◆ **THE REQUEST**
Transcribe all of the records precisely as they are presented.
#### GIVEN RECORDS
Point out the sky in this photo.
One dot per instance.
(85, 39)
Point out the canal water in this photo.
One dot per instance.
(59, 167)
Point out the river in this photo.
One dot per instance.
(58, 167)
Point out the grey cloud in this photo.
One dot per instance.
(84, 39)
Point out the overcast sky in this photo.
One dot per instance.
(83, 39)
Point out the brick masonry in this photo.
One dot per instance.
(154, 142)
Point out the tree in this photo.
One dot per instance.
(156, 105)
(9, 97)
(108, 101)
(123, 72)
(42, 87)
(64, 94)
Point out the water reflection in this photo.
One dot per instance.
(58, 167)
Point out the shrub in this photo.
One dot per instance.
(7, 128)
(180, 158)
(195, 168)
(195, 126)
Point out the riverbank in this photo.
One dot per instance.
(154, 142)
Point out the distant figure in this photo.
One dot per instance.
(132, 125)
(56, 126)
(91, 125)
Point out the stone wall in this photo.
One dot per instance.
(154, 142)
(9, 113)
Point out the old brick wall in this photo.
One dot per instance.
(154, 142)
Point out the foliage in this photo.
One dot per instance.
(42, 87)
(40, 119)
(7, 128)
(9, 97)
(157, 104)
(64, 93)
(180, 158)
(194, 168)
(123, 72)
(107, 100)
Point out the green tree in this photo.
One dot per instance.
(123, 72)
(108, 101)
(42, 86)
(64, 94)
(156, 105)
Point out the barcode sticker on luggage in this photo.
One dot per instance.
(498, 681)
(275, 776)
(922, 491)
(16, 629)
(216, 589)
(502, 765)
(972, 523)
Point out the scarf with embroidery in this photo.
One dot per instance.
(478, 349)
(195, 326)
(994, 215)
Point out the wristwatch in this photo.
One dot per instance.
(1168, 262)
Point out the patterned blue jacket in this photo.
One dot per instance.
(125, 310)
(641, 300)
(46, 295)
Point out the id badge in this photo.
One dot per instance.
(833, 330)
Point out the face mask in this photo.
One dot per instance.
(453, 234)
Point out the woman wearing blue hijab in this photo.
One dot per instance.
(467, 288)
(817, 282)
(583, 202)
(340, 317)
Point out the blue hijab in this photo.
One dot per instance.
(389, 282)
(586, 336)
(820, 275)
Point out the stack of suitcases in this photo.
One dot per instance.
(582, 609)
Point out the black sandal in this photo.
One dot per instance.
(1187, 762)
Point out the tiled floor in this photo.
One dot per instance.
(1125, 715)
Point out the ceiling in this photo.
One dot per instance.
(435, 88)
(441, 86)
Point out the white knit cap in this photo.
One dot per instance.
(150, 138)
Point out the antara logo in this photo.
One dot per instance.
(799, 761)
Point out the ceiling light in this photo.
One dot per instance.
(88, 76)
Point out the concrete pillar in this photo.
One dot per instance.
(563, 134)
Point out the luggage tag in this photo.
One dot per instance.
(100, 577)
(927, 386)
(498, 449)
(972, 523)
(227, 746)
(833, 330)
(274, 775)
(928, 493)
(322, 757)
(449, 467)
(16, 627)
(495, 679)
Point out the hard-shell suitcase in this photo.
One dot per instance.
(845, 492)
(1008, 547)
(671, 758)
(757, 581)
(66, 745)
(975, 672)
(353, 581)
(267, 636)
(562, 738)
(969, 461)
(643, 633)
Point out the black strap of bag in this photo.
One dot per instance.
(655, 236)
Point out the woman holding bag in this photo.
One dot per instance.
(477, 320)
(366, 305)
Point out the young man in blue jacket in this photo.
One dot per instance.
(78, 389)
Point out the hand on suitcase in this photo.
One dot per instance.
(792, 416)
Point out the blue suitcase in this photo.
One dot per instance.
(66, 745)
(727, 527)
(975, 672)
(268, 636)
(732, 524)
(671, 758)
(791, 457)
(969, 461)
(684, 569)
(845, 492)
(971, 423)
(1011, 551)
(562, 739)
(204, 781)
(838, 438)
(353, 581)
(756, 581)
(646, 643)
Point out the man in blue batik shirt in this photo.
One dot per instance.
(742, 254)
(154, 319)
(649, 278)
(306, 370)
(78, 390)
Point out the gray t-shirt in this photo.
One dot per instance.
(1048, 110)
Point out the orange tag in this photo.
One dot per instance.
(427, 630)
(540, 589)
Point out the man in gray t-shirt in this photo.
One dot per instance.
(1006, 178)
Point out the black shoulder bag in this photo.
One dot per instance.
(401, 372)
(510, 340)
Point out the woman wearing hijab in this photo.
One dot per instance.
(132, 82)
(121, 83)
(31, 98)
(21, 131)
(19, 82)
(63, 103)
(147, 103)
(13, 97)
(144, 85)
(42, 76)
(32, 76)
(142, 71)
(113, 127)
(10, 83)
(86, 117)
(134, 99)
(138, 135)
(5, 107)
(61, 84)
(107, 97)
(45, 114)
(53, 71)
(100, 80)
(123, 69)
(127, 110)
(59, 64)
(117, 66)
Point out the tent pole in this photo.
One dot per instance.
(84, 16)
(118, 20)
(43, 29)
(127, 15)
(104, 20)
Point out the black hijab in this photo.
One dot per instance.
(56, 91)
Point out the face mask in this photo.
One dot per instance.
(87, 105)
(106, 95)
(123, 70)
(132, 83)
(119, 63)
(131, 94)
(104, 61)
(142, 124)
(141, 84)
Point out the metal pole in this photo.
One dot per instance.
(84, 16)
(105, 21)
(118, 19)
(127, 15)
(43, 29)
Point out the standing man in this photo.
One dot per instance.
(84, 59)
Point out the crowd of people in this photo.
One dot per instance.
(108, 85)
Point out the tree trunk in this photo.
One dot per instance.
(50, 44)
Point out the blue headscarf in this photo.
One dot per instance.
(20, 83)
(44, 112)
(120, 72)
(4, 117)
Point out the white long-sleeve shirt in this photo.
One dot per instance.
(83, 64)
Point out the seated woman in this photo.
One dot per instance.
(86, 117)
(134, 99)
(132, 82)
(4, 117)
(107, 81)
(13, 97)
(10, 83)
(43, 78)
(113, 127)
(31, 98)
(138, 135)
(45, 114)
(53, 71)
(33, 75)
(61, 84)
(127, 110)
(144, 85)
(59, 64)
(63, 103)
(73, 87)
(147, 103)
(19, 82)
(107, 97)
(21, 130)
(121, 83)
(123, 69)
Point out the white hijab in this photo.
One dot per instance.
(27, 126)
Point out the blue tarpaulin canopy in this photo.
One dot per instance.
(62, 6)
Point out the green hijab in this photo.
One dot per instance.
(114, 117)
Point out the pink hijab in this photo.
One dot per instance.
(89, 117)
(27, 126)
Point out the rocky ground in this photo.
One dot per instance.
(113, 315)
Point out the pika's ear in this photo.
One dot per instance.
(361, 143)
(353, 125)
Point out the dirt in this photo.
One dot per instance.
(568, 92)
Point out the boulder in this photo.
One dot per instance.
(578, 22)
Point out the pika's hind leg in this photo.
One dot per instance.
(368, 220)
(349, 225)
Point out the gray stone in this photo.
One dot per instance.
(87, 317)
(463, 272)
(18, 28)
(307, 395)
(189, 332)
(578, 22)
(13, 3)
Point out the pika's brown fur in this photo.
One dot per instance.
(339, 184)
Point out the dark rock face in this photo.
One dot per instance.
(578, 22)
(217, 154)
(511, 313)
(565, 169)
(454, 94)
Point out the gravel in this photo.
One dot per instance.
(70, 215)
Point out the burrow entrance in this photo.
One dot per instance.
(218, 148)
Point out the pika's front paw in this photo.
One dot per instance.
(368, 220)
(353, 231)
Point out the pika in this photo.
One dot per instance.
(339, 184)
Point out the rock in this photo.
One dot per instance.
########
◆ **FULL RESPONSE**
Point out the sky in this photo.
One dot per instance.
(85, 39)
Point out the canal water in this photo.
One dot per instance.
(59, 167)
Point out the river in this photo.
One dot per instance.
(58, 167)
Point out the grey cloud in this photo.
One dot per instance.
(84, 39)
Point out the overcast sky in this photo.
One dot per instance.
(83, 39)
Point out the brick masonry in this photo.
One dot per instance.
(154, 142)
Point out the tree in this photo.
One dot per instance.
(156, 105)
(9, 97)
(108, 101)
(123, 72)
(42, 87)
(64, 94)
Point out the water reflection in this photo.
One dot per instance.
(58, 167)
Point out the shrub in this photo.
One dot per instance.
(7, 128)
(180, 158)
(195, 168)
(195, 126)
Point out the riverbank in this photo.
One dot per instance.
(154, 142)
Point out the distant figure in this photo.
One dot per instance.
(132, 125)
(56, 126)
(91, 125)
Point out the stone wall in this photo.
One dot per instance.
(154, 142)
(9, 113)
Point out the old brick wall in this photo.
One dot per instance.
(154, 142)
Point out the foliage in this photo.
One dot per instance.
(42, 87)
(40, 119)
(7, 128)
(9, 97)
(157, 104)
(64, 93)
(180, 158)
(194, 168)
(123, 72)
(107, 100)
Point out the green tree in this photo.
One dot per instance.
(123, 72)
(108, 101)
(42, 86)
(64, 94)
(156, 105)
Point out the barcode sticker on luggage in this photo.
One dot per instance.
(498, 681)
(275, 776)
(922, 491)
(16, 629)
(216, 589)
(502, 765)
(972, 523)
Point out the scarf with embroidery in this photo.
One dot per instance.
(478, 349)
(195, 326)
(994, 215)
Point out the wristwatch in this photo.
One dot per instance.
(1168, 262)
Point out the patterned blue jacket in this photo.
One dot per instance.
(125, 310)
(641, 300)
(46, 295)
Point out the id badge in this photo.
One dot per instance.
(833, 330)
Point out the face mask in this photo.
One dot per instance.
(453, 234)
Point out the woman wearing blue hijab in this photo.
One dot per instance.
(467, 288)
(817, 282)
(583, 202)
(340, 317)
Point out the blue hijab in this photo.
One dot per instance.
(389, 282)
(586, 336)
(820, 275)
Point out the stack of suitcases in this photo.
One dot per instance.
(582, 609)
Point out the black sandal in this photo.
One dot per instance.
(1187, 762)
Point out the tiled floor in this photo.
One dot per instance.
(1125, 715)
Point out the ceiling in this photo.
One dot per instance.
(435, 88)
(441, 86)
Point out the white knit cap in this photo.
One dot per instance.
(150, 138)
Point out the antara logo in this photo.
One dot per instance.
(799, 761)
Point out the ceiling light in this photo.
One dot per instance.
(88, 76)
Point out the concrete pillar in this photo.
One dot per instance.
(563, 134)
Point out the luggage tag in this photo.
One dot per instance.
(100, 577)
(927, 386)
(498, 449)
(972, 523)
(227, 746)
(833, 330)
(274, 775)
(928, 493)
(322, 757)
(449, 467)
(16, 627)
(495, 679)
Point out the hard-shell suitcase in this photo.
One dot per instance.
(845, 492)
(1008, 547)
(671, 758)
(757, 581)
(66, 745)
(975, 672)
(353, 581)
(267, 636)
(562, 738)
(969, 461)
(643, 633)
Point out the black strap of bag in this photo.
One dot per instance.
(655, 236)
Point out the woman holding bag in this photo.
One dot per instance.
(477, 320)
(366, 305)
Point out the young man in blue jacket in this photo.
One dot per instance.
(78, 389)
Point out the hand on suitcase in this photo.
One dot per instance.
(792, 416)
Point out the blue suitcase in this photo.
One dot per instance.
(66, 745)
(727, 527)
(975, 672)
(268, 636)
(732, 524)
(671, 758)
(791, 457)
(969, 461)
(684, 569)
(845, 492)
(971, 423)
(1011, 551)
(562, 739)
(204, 781)
(838, 438)
(353, 581)
(756, 581)
(646, 643)
Point out the man in blue batik shirt in this photo.
One dot per instance.
(742, 254)
(154, 319)
(649, 278)
(306, 370)
(78, 390)
Point out the gray t-shirt in this photo.
One dot per instance.
(1048, 110)
Point out the orange tag in this photo.
One dot per instance.
(427, 630)
(540, 589)
Point out the man in gray t-shirt in this photo.
One dot per instance.
(1006, 178)
Point out the black shoulder bag in this photo.
One dot per instance.
(401, 372)
(510, 340)
Point out the woman wearing hijab in this photo.
One dot per instance.
(132, 82)
(121, 83)
(31, 98)
(21, 131)
(19, 82)
(63, 103)
(147, 103)
(13, 97)
(144, 85)
(42, 76)
(32, 76)
(142, 71)
(113, 127)
(10, 83)
(86, 117)
(134, 99)
(138, 135)
(5, 107)
(61, 84)
(107, 97)
(45, 114)
(53, 71)
(100, 80)
(123, 69)
(127, 110)
(59, 64)
(117, 66)
Point out the tent pole in this photo.
One dot per instance.
(84, 16)
(118, 20)
(43, 29)
(127, 15)
(104, 20)
Point out the black hijab in this photo.
One dot per instance.
(56, 91)
Point out the face mask in this photo.
One dot per instance.
(87, 105)
(106, 95)
(123, 70)
(132, 83)
(119, 63)
(131, 94)
(104, 61)
(142, 124)
(141, 84)
Point out the metal pole in this photo.
One dot per instance.
(84, 16)
(105, 21)
(118, 19)
(127, 15)
(43, 29)
Point out the standing man in this photo.
One dot per instance.
(84, 59)
Point out the crowd of people in this photo.
One dot per instance.
(108, 85)
Point out the tree trunk in this photo.
One dot per instance.
(50, 44)
Point out the blue headscarf in this photo.
One dot per instance.
(20, 83)
(44, 112)
(120, 72)
(4, 117)
Point out the white long-sleeve shirt in this photo.
One dot per instance.
(83, 64)
Point out the seated woman in this photo.
One dot per instance.
(86, 117)
(134, 99)
(132, 82)
(4, 117)
(107, 81)
(13, 97)
(10, 83)
(43, 78)
(113, 127)
(31, 98)
(138, 135)
(45, 114)
(53, 71)
(33, 75)
(61, 84)
(127, 110)
(144, 85)
(59, 64)
(63, 103)
(73, 87)
(147, 103)
(19, 82)
(107, 97)
(21, 130)
(121, 83)
(123, 69)
Point out the white hijab in this photo.
One dot per instance.
(27, 126)
Point out the blue tarpaulin canopy in this photo.
One dot per instance.
(62, 6)
Point out the green hijab in this photo.
One dot per instance.
(114, 117)
Point out the pink hijab in this photo.
One dot per instance.
(89, 117)
(27, 126)
Point out the rocky ground in this photo.
One dot per instance.
(113, 315)
Point out the pika's ear in this photo.
One dot per instance.
(361, 143)
(353, 125)
Point out the dirt in this photo.
One dot per instance.
(568, 92)
Point out the boulder in this photo.
One dot per instance.
(578, 22)
Point out the pika's hind leg in this photo.
One dot per instance.
(368, 220)
(349, 225)
Point out the gray stone in this photo.
One dot per instance.
(87, 317)
(463, 272)
(18, 28)
(307, 395)
(189, 332)
(578, 22)
(13, 3)
Point out the pika's brown fur in this photo.
One dot per instance.
(339, 184)
Point out the dark rock face in this photo.
One dot per instance.
(578, 22)
(217, 154)
(511, 313)
(565, 169)
(454, 94)
Point out the gravel in this photo.
One dot per instance.
(70, 215)
Point out the burrow entrance in this photo.
One dot per instance.
(218, 148)
Point out the pika's front paw in this photo.
One dot per instance.
(368, 220)
(353, 231)
Point out the pika in this photo.
One dot per instance.
(339, 184)
Point out the rock in this photo.
One dot per instance.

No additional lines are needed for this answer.